Task prompt
Reproduce the entries below, please. Keep every character the same.

Point-per-instance localization data:
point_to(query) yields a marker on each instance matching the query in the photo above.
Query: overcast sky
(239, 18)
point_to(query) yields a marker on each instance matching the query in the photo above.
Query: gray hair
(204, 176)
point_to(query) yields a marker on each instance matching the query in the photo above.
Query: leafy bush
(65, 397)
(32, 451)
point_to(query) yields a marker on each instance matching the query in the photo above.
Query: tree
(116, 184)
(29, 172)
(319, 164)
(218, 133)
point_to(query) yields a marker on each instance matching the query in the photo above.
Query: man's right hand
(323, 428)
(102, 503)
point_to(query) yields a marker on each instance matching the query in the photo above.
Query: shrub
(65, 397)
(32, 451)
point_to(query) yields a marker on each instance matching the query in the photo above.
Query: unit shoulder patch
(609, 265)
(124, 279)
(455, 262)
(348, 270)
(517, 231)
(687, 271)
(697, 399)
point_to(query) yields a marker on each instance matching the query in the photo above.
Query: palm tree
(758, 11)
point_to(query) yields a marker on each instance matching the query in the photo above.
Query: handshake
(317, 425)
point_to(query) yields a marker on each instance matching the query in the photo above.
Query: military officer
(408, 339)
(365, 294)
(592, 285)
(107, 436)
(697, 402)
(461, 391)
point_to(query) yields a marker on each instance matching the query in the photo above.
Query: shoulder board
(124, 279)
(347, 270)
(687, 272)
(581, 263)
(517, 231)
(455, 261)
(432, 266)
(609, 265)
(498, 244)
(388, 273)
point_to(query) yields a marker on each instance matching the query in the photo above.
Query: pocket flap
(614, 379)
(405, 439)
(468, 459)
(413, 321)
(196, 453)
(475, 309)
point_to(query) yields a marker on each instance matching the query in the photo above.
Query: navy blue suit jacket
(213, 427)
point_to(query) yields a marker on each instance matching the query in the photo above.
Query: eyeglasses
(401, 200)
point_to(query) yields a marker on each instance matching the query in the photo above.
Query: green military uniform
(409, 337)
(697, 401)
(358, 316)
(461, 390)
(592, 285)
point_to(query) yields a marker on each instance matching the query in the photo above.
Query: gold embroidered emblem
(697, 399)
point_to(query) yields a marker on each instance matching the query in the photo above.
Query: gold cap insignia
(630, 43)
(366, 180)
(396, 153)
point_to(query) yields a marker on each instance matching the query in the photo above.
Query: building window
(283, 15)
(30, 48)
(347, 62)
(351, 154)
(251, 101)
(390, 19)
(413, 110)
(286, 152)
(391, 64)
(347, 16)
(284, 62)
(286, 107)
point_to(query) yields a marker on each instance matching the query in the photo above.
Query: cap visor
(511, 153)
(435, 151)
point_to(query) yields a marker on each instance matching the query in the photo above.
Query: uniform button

Answer section
point_to(query) yields a marker on each instance matching the query in the photo above.
Query: overcast sky
(239, 18)
point_to(query) yields a marker on each instance matching the query in the photo above.
Query: gray hair
(204, 176)
point_to(query) yields a marker on each instance matching the query in the photo above.
Query: leafy bush
(65, 397)
(32, 451)
point_to(query) yields a marker on each instance matching the query in the photo above.
Query: tree
(116, 184)
(29, 172)
(319, 164)
(218, 133)
point_to(query) yields a marker on each instance matching the query in the photo above.
Query: man's right hand
(323, 428)
(102, 503)
point_to(query) yields a marker on each instance matching the query in the photo above.
Query: shrub
(65, 397)
(32, 451)
point_to(query) yields a marker on each instance matching the query in the photo above.
Query: unit shoulder patch
(609, 265)
(124, 279)
(455, 262)
(348, 270)
(517, 231)
(687, 271)
(697, 399)
point_to(query) yields a marker on each instance matching the query in the photo above.
Query: palm tree
(758, 11)
point_to(query) yields a marker on each instance matching the query in the photo above.
Query: handshake
(317, 425)
point_to(query) yields a marker on each instance matching the query in the photo above.
Query: military officer
(408, 339)
(365, 294)
(592, 285)
(107, 436)
(697, 402)
(461, 391)
point_to(query) yields a marker on each instance matching the query in the photo above.
Query: shoulder board
(124, 279)
(347, 270)
(687, 272)
(581, 263)
(517, 231)
(455, 261)
(432, 266)
(609, 265)
(498, 244)
(388, 273)
point_to(query) yields a marker on each instance matching the query in the photo above.
Query: pocket flap
(614, 379)
(405, 439)
(468, 459)
(413, 321)
(196, 453)
(475, 309)
point_to(query) yields a marker on each instance matching the query in the photo above.
Query: navy blue suit jacket
(213, 427)
point_to(query) yields a marker on each instance matching the query in the photo above.
Query: eyeglasses
(401, 200)
point_to(query) yields a marker on each instance matching the query in the photo above.
Query: green military uniform
(409, 337)
(697, 401)
(358, 316)
(461, 390)
(592, 285)
point_to(query) yields a marker on each instance matching the query in the photo above.
Query: gold embroidered emblem
(697, 399)
point_to(query) yields a marker on each instance matching the query in the photo above.
Query: gold cap insignia
(630, 43)
(366, 180)
(396, 153)
point_to(query) yields a marker on each instance matching the query in the photo above.
Query: building window
(283, 15)
(30, 48)
(347, 62)
(351, 154)
(251, 101)
(390, 19)
(413, 110)
(286, 152)
(391, 64)
(347, 16)
(284, 62)
(286, 107)
point_to(query) yields a marker on each instance matching the query in the photo above.
Query: cap visor
(511, 153)
(435, 151)
point_to(query) yields a marker on each instance matching the query in the photo above.
Query: uniform button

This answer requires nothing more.